DATA FOR THE TASK:
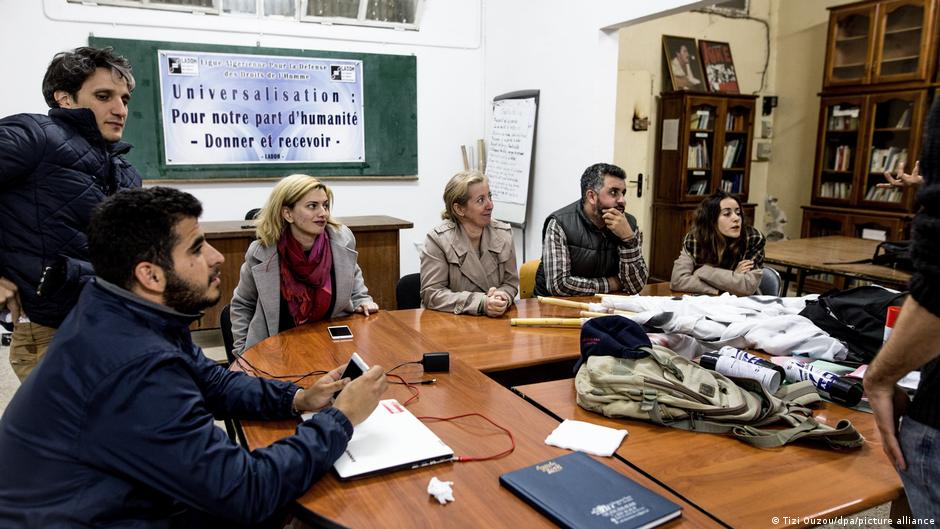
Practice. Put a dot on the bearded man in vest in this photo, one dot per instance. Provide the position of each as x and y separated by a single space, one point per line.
593 245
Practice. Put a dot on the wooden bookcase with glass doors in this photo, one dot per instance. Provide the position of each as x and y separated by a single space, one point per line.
704 145
878 85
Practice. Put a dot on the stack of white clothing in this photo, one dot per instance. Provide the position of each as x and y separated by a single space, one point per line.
769 323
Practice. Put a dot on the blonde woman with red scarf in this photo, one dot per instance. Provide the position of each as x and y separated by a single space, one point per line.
301 269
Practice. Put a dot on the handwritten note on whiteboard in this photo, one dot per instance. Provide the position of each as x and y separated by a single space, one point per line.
509 153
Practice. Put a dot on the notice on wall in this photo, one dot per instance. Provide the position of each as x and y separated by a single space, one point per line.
509 155
224 108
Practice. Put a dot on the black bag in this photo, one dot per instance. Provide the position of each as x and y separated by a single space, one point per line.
855 316
895 254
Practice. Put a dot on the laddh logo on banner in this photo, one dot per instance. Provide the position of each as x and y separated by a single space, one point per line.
223 108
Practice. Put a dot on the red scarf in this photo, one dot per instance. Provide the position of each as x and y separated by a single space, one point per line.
305 279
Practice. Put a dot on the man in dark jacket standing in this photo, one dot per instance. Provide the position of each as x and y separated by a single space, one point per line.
115 428
913 447
593 246
53 170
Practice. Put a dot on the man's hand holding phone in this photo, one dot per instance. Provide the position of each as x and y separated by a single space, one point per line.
360 397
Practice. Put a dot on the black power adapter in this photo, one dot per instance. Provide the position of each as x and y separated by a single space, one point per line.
436 362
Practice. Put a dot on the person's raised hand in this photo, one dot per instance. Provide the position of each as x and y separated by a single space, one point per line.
496 303
319 395
360 397
744 266
617 223
367 308
903 179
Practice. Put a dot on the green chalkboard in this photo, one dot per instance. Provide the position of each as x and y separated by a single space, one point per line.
389 108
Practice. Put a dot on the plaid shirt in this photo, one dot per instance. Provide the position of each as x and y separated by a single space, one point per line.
753 248
557 264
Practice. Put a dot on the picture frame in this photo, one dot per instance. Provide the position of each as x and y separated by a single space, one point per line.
680 55
719 67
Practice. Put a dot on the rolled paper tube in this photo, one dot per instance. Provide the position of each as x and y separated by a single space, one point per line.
564 303
546 322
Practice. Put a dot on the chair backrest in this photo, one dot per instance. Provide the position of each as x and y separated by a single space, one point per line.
770 283
408 292
225 325
527 277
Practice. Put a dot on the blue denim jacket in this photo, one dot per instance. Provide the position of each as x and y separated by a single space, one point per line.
115 428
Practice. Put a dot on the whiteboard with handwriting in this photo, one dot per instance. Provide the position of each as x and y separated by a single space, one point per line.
510 145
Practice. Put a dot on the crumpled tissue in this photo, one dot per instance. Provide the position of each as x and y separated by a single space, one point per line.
442 490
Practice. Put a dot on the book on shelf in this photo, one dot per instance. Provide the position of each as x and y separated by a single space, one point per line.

WHAT TO PRODUCE: Once the images are removed, print the remaining data exactly as it appears above.

REPLY:
Practice. Put a dot on the bearded man in vest in this photo, one dot per instance. Provide the position of each as x and y separated by a single space, one point per line.
593 245
Practice. Put a dot on the wooden bookcase with glass doors in this photo, one dot per instance. Provide the position of each as x and y separated by a single space, one point per line.
704 145
878 85
Practice. Put a dot on the stack of white clothing in this photo, one dot per instance. Provide the position of each as x and y separated by a single space, one point per line.
769 323
Practice. Put a dot on the blonde woman with red scarf in this photo, one dot per instance. Provide the position of each as x and y separated by a single space, one point per line.
301 269
Practice. Put a dot on the handwritten note on whiteboard in this photo, one dot per instance. Provide the position of each as x and y separated by a single space, one point per line.
509 153
Practice. Put a dot on the notice on wall in this photo, one dot per instance. Provide the position of each as x and y separated by a single space, one point per line.
509 155
224 108
Practice. Put a dot on the black bag in this photo, one dot per instance. Provide the position of each as x and y separated by a single space, one point per line.
855 316
895 254
Practice. Put a dot on the laddh logo on banner in this photo, one dot per instance. Provide the position of each as x and y separated by a single space, one point per line.
223 108
Practice. Put a dot on the red scarf in this photo, one dot per instance. Provide the position of each as x and y separated by a single space, one point per line.
305 279
Practice. Put a dot on the man in dark jacket standing in this photo, one dot per instance. Provide the position of each as x and y separated by a single space, one point per line.
115 428
913 447
593 246
53 170
Practice. Put a dot on the man's hand holding phone in this photo, one dot per instance. Provide the position of each as x and y separated by a single space, one point per line.
360 397
Practice. Put a dot on the black power adapter in this photo, one dot per instance. Provide the position of each as x and y separated by a single space, one point per line.
436 362
Practice. Put a dot on the person's raised hand in this photo, one dot per instance. Provide the position of each as x and y separated by a single space, one point per line.
496 303
319 395
360 397
744 266
617 223
367 308
903 179
Practice. Put a dot on the green chalkboard in this photo, one dot per instance. Provide the position of each as x and y separated by a single space, one point per line.
389 108
Practice. Put a dot on the plaid shirt in this photo, one dot per instance. Provide the position of each as x and y separated by a single space, one point per line.
753 248
557 264
Practice. Put a dot on the picture frame in this photo, one dot per instance. Provide the position of each as x and y separated by a single space, one point per line.
680 55
719 67
Practice. Put a dot on the rolled paper tube in this photo, one dot per instance. Provide the position of each as x and y separated by a single space, one point per line.
564 303
546 322
Practice. Put a dot on the chair backrest in this photo, one dot per instance. Provide the position of each as x and y separated by a single space, one point per line.
770 283
408 292
225 325
527 277
Practice. Put a dot on the blue denim jacket in this photo, one dot per instance. Provide the position of each as x and y separated by a single space, one point per line.
115 428
Practice. Put a dot on the whiteboard with handwriting in this photo, one dot per instance. Provide the position of each as x and y separated by a single space, one point per line.
510 145
Practice. Put a dot on the crumpled tissue in this photo, one dot per instance. Provide the position of each as x and y separated by a single space, one point per line.
442 490
Practice. Put a dot on the book on shelf in this photo, one dot per instance. Provide the position of each as x and y separated by a single space, one point per line.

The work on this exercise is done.